## TEXT:
A growing number of game visionaries are saying a single game can reach a billion people. That idea has become a cause célèbre, providing a target for an industry that is expanding beyond its old boundaries.

For skeptics who believe we’re in the midst of a gaming industry bubble, the idea is just more evidence of mass hysteria among game makers. But the believers say that they can see the stepping stones to the goal, and they’re all grounded in an achievable reality.

New platform technologies such as HTML5 and mobile devices, the growing popularity of gaming, a receptive mass market, cloud gaming and changing demographics could all make it happen in the not-so-distant future, said Peter Relan (pictured right), chairman of YouWeb, which has incubated four high-profile game startups.

Speaking at the jam-packed HTML5 Dev Conference (which drew 1,200 attendees to San Francisco this week), Relan said that HTML5 — the next lingua franca of the web — will enable cross-platform games, where you can write a game once and publish it across many different platforms. HTML5 games are slow and don’t take advantage of each new device’s unique capabilities yet, but the standard is being updated and supplemented with technologies such as Relan’s own startup, Spaceport, which has made an HTML5 rendering engine combined with Javascript.

## REQUIREMENTS:
Please state how many attendees the HTML5 Dev Conference drew, according to the article on billion-player games.

Dataset records on object locations:
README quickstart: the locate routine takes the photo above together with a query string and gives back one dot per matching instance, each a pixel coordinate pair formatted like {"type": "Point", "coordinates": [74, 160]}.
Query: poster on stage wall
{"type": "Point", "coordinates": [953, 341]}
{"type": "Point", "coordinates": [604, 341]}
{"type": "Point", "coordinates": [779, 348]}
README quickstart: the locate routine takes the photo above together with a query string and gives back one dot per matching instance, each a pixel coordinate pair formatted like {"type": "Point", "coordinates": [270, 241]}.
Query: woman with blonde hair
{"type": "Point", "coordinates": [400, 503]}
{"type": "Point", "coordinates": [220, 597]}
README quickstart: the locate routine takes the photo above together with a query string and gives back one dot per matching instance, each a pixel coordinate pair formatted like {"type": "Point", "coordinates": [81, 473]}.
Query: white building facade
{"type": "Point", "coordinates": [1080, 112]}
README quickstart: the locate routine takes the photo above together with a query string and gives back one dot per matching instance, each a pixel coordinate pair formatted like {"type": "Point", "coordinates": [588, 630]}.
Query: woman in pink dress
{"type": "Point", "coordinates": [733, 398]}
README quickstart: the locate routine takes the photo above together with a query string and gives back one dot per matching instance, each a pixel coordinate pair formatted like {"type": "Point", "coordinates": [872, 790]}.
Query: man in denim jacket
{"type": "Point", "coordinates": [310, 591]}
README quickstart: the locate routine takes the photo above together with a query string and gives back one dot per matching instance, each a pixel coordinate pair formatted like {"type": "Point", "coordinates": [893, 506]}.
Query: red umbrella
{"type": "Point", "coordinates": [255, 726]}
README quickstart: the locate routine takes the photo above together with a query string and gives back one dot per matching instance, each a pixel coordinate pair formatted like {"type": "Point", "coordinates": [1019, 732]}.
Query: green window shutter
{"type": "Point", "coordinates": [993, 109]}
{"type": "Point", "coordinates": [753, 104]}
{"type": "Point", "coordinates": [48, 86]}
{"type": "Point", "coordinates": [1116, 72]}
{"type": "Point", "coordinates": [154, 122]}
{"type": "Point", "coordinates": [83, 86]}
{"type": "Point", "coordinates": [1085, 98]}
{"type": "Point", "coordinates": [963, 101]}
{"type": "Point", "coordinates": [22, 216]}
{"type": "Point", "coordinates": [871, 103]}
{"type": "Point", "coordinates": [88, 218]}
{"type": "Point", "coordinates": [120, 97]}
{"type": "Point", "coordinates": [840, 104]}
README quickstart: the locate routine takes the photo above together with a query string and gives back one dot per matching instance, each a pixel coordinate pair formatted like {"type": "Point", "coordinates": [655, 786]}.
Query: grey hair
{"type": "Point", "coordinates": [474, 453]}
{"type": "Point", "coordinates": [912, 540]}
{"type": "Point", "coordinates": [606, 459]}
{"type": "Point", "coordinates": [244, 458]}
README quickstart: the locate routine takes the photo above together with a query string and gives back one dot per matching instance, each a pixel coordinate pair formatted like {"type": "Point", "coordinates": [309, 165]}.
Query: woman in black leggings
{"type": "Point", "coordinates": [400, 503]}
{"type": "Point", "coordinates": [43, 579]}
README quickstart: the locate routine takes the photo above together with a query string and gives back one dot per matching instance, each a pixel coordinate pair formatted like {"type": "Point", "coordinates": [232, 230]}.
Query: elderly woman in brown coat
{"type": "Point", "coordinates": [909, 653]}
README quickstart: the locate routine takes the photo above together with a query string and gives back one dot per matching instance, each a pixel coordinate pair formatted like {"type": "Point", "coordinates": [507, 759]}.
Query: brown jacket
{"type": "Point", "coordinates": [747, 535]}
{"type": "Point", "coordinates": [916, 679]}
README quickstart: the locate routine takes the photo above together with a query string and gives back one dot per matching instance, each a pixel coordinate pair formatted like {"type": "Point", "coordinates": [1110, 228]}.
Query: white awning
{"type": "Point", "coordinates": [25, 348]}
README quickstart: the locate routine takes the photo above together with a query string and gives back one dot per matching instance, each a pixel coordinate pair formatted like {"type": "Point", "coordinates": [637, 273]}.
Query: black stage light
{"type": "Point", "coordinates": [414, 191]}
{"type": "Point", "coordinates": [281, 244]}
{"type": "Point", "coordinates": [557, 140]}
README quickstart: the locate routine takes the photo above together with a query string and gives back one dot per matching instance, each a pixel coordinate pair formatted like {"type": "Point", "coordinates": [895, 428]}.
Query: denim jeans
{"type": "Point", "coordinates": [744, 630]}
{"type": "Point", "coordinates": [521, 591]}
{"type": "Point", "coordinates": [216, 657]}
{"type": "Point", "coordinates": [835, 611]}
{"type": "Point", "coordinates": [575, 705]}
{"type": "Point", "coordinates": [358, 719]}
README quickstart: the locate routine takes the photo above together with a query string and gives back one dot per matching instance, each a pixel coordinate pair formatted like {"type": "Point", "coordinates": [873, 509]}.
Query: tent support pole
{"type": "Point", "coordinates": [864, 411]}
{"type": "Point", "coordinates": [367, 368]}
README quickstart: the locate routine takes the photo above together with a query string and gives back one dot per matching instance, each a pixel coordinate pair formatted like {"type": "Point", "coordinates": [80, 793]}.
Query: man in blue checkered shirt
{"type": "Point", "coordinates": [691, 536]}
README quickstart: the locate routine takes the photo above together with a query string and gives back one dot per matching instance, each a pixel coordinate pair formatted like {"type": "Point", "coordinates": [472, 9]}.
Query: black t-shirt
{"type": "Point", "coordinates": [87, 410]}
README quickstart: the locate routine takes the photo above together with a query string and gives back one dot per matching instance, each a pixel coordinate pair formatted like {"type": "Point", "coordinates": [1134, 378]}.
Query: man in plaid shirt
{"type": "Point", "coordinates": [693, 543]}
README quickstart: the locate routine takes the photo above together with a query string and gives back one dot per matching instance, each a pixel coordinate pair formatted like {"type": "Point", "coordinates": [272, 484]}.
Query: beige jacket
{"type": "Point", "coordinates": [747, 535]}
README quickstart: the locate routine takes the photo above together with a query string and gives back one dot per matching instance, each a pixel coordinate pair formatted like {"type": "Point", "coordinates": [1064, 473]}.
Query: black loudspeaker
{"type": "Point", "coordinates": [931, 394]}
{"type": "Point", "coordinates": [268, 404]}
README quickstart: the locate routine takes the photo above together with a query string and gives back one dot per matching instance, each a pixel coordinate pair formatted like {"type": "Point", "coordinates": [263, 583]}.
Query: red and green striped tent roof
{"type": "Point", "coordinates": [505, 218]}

## OUTPUT:
1,200 attendees.